• Problem requirements
Make a verbatim transcription of the records, without the pictures.

::: Data in this exercise :::

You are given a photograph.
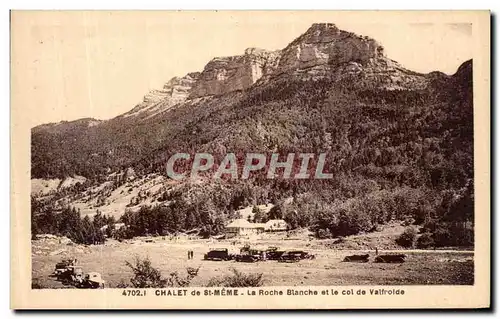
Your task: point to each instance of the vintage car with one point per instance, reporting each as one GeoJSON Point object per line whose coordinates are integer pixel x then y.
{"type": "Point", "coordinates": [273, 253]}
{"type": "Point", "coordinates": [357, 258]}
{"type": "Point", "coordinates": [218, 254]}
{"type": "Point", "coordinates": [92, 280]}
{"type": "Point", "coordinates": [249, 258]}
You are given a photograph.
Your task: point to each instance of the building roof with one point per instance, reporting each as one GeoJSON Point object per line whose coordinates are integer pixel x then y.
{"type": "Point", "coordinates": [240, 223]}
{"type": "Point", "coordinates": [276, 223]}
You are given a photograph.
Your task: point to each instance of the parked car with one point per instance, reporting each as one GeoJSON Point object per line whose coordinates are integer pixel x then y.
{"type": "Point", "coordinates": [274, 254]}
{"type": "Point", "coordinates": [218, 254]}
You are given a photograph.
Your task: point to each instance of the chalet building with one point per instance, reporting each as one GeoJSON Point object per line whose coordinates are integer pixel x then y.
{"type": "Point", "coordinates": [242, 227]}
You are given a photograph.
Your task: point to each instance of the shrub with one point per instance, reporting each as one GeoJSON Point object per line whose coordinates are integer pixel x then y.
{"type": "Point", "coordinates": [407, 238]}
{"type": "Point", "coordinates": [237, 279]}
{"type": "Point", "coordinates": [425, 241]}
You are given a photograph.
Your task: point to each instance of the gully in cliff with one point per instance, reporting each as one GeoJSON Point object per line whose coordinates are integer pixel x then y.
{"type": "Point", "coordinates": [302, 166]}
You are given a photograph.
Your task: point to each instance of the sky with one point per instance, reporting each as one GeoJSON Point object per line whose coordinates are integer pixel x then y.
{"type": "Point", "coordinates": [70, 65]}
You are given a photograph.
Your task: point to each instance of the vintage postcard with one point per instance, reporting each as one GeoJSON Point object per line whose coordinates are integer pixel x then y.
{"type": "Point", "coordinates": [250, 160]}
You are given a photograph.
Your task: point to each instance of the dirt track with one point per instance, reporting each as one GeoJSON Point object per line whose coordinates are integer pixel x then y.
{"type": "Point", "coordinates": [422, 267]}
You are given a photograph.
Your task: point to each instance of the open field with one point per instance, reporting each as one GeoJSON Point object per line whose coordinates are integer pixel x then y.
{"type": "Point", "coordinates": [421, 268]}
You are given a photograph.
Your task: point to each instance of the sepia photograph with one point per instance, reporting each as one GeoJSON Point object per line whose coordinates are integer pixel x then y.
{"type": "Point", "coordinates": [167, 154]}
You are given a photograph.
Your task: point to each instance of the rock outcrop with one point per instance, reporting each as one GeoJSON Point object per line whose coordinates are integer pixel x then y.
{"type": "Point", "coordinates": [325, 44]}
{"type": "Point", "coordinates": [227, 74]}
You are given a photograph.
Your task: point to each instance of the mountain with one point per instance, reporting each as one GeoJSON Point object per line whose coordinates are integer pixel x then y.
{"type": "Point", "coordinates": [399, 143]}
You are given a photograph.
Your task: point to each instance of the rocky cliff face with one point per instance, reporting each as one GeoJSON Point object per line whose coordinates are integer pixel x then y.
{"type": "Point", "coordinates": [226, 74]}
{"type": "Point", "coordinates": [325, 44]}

:::

• Result of the exercise
You are given a photograph.
Your task: point to each instance of the vintage car with one point per instance, reporting each as one GeoJSON Point object per line whose coordinates are integer pixel x then y.
{"type": "Point", "coordinates": [273, 253]}
{"type": "Point", "coordinates": [357, 258]}
{"type": "Point", "coordinates": [218, 254]}
{"type": "Point", "coordinates": [92, 280]}
{"type": "Point", "coordinates": [249, 258]}
You are given a photograph.
Your task: point to each instance of the building roof with one point per instance, reporting each as one GeoJSON Point object per line whose coordinates are integer pixel x then y.
{"type": "Point", "coordinates": [240, 223]}
{"type": "Point", "coordinates": [276, 223]}
You are given a photograph.
Your task: point to each instance of the parked car with one point per instance, reporting each as one GeoJSON Point object per line whose coordinates are integer pixel x then y.
{"type": "Point", "coordinates": [274, 254]}
{"type": "Point", "coordinates": [218, 254]}
You are given a photograph.
Your task: point to each instance of the chalet building with one point per instance, reporting each as one GeoJSON Point object per line whose coordinates are integer pixel x then y.
{"type": "Point", "coordinates": [242, 227]}
You are given a photograph.
Your task: point to each instance of the shrub with one point per instance, reporting each as one GeoJSON Point object per line whose coordinates are integer pixel x then y.
{"type": "Point", "coordinates": [407, 238]}
{"type": "Point", "coordinates": [237, 279]}
{"type": "Point", "coordinates": [425, 241]}
You are given a photograph.
Your task: point to each instance of the gully in cliff with one point per instance, reporting each as one GeoJSON Point object per line whose coordinates are integer pixel x then y.
{"type": "Point", "coordinates": [302, 166]}
You are given a photograph.
Your task: point to each instance of the sky with one point per instance, reporting each as one GeoJSON Point object per line whose coordinates are integer pixel x then y.
{"type": "Point", "coordinates": [70, 65]}
You are given a photograph.
Your task: point to each instance of the vintage postcard with one point per instance, reporting each as one GeoJSON Point object per line whose coordinates are integer pixel x then y.
{"type": "Point", "coordinates": [250, 160]}
You are given a photograph.
Your task: point to each instance of the dirt track with one point per instance, reporting each as one GeoJSON Point object per line whose coordinates are integer pixel x then y.
{"type": "Point", "coordinates": [422, 267]}
You are given a photograph.
Your task: point to each instance of the open field with one point per instance, reporting each as one GeoJSON Point object per line whose coordinates are integer pixel x then y.
{"type": "Point", "coordinates": [421, 268]}
You are given a photograph.
Your task: point to each instance of the sepia photograph with one point per instance, reporting each as one GeoJSON Point object per line whose coordinates are integer pixel x then y.
{"type": "Point", "coordinates": [167, 154]}
You are given a photograph.
Your task: point to each instance of the rock outcrop with one point per instance, reporting each as one GeoJSON Point object per line whose coordinates are integer pixel x then y.
{"type": "Point", "coordinates": [325, 44]}
{"type": "Point", "coordinates": [227, 74]}
You are given a photograph.
Your task: point to each instance of the mountain with one point per instance, reporting each as one GeoJSON Point object per line whose coordinates are integer pixel x then y.
{"type": "Point", "coordinates": [399, 143]}
You are given a photograph.
Your task: point to each instance of the rocky cliff face with one point per instance, reporting each as one GeoJSON Point object per line whose coordinates are integer pixel x then y.
{"type": "Point", "coordinates": [226, 74]}
{"type": "Point", "coordinates": [325, 44]}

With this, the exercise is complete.